━━━━━ SOURCE MATERIAL ━━━━━

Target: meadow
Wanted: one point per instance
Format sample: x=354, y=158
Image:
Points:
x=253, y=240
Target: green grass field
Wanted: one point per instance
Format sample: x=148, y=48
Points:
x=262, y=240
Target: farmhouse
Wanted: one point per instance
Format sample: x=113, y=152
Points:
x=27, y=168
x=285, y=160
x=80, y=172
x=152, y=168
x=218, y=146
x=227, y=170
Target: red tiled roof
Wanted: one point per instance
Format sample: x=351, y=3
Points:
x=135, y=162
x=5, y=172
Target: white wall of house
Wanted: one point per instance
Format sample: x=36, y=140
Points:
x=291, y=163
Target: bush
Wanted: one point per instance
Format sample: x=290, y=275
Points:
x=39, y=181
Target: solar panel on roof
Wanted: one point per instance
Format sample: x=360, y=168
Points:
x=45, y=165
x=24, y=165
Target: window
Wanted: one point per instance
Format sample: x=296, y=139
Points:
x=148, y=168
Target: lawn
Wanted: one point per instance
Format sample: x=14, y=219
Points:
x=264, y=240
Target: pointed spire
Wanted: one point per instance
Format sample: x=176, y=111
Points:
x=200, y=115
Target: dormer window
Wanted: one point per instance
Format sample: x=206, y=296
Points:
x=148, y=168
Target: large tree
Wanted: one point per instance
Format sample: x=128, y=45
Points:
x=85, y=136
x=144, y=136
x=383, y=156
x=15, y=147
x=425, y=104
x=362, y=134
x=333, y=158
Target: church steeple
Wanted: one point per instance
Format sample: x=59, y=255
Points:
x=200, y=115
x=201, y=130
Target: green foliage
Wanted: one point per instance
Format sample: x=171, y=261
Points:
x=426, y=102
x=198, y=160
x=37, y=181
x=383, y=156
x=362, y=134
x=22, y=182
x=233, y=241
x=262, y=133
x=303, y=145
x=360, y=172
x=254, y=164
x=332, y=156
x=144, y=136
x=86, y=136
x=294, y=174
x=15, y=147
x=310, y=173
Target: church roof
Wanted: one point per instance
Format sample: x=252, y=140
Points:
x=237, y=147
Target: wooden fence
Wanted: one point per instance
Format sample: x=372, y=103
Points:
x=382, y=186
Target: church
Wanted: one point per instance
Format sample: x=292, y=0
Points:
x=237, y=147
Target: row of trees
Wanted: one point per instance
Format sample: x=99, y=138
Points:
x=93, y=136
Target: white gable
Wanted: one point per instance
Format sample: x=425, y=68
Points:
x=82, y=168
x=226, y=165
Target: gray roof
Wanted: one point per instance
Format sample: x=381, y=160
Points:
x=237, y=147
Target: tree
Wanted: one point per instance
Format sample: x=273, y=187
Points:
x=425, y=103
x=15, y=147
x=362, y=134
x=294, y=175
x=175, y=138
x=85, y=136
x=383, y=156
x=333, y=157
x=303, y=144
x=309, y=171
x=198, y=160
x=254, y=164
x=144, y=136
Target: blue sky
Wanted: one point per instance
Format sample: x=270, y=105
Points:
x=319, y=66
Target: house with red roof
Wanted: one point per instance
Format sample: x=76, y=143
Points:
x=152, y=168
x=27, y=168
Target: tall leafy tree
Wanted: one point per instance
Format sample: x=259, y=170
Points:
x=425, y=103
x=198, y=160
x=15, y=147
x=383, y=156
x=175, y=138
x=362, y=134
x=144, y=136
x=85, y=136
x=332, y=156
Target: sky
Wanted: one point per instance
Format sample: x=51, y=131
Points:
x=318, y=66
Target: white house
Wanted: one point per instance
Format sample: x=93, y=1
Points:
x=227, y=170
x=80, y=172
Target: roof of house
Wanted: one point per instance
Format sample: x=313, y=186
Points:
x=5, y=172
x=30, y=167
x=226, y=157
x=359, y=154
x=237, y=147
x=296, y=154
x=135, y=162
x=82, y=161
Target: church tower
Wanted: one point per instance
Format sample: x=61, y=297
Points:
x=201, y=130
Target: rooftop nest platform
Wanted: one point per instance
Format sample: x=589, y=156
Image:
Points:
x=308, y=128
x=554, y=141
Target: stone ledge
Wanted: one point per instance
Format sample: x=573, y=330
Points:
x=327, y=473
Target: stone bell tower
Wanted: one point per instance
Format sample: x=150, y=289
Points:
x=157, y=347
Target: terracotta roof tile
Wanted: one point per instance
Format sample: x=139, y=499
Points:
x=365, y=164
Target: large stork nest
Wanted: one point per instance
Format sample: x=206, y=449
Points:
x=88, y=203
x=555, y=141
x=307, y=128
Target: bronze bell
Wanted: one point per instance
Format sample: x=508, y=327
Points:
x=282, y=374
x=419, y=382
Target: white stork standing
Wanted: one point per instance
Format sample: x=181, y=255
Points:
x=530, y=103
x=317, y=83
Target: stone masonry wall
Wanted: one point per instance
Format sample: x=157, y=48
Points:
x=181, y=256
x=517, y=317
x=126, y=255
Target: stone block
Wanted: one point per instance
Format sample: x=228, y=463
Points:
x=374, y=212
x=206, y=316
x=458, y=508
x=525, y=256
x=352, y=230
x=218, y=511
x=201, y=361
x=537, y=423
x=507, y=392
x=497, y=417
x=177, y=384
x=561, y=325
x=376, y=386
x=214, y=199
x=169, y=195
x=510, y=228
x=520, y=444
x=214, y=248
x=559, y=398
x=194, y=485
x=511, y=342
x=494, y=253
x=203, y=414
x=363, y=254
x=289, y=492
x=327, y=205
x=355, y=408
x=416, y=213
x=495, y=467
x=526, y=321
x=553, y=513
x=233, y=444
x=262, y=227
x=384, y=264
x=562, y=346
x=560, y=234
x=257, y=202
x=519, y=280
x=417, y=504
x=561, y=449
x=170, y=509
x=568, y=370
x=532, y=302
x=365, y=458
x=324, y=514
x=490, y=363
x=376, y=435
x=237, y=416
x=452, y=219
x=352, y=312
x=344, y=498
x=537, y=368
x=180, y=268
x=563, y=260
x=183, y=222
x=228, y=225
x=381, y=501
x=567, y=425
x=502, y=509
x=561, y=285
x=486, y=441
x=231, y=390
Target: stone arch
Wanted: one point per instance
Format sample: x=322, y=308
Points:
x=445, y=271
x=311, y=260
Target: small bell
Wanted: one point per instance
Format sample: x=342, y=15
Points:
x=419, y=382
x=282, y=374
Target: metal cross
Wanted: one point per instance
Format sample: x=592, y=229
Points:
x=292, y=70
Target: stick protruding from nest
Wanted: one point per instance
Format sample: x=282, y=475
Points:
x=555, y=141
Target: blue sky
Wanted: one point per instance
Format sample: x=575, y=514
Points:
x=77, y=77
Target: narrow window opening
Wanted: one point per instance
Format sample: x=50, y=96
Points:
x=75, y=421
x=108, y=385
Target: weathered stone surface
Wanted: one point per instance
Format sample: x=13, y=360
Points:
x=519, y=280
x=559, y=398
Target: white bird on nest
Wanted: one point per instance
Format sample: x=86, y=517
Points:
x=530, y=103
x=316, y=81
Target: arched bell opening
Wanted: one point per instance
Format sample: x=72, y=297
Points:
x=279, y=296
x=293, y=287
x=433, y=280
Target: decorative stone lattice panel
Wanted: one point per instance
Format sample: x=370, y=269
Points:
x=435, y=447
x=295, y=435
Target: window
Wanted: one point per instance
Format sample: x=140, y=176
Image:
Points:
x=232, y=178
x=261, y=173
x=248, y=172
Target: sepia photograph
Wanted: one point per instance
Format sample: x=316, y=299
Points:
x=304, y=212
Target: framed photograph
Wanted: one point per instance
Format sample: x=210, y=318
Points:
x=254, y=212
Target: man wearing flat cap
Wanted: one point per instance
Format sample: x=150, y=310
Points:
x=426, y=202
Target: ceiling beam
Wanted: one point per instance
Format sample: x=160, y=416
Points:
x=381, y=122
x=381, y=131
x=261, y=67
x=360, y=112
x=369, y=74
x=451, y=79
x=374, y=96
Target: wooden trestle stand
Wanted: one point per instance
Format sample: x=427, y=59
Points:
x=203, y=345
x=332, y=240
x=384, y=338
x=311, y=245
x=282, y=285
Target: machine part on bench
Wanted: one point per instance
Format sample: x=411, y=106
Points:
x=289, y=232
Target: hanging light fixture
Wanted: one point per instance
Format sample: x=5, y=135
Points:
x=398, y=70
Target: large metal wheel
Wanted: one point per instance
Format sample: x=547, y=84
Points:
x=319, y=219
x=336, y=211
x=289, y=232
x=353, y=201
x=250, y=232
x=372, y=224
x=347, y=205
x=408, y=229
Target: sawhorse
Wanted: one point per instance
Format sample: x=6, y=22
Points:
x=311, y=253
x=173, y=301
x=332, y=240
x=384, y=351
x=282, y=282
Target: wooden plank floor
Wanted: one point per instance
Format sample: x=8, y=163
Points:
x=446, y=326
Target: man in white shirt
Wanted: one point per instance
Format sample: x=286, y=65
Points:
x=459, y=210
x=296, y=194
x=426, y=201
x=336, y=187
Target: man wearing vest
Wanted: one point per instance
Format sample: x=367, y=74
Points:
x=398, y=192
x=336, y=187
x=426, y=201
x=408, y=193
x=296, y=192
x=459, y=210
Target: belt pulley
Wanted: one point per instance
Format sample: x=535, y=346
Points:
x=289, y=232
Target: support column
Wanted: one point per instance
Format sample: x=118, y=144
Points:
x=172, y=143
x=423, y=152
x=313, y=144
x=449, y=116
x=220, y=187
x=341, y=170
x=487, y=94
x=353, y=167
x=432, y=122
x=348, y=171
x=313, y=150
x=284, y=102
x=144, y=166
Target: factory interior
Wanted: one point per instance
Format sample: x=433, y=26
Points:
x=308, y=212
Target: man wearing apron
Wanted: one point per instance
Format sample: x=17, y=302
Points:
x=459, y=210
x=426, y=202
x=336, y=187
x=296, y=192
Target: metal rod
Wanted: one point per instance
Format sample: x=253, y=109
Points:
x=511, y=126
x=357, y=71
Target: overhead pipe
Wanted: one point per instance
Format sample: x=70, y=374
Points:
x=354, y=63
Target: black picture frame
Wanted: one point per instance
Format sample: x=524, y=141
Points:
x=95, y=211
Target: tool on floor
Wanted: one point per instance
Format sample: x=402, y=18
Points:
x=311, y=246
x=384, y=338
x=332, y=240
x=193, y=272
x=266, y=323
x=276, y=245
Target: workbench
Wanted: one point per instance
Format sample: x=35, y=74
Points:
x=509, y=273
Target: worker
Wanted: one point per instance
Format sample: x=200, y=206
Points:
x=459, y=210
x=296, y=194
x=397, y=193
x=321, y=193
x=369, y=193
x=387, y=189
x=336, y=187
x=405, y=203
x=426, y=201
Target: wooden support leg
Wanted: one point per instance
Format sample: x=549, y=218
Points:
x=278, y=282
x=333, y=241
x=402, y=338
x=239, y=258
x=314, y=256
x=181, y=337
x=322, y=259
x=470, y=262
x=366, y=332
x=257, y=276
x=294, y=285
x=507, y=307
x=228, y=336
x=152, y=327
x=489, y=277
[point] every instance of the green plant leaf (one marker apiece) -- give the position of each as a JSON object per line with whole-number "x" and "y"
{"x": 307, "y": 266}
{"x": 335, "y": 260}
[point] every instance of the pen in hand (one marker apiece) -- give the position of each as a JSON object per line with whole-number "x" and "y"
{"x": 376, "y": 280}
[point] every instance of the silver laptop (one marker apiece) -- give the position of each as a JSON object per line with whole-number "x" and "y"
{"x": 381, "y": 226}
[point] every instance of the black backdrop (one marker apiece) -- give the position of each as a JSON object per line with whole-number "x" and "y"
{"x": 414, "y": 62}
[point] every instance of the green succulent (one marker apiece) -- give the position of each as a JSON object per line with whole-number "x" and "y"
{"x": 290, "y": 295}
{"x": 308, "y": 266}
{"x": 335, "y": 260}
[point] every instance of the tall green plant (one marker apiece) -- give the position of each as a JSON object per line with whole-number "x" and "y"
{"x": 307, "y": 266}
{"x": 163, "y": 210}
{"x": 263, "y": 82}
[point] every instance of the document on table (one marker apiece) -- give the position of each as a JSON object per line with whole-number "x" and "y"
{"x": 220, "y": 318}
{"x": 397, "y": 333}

━━━━━

| ABOUT THIS TASK |
Nothing outside this range should appear: the lines from the start of the listing through the line with "Format sample: x=113, y=152", each reproduced exactly, both ends included.

| TASK OUTPUT |
Target: meadow
Wanted: one point per instance
Format sample: x=354, y=158
Image:
Points:
x=253, y=240
Target: green grass field
Wanted: one point per instance
Format sample: x=148, y=48
Points:
x=262, y=240
Target: farmhouse
Wanted: one point per instance
Format sample: x=113, y=152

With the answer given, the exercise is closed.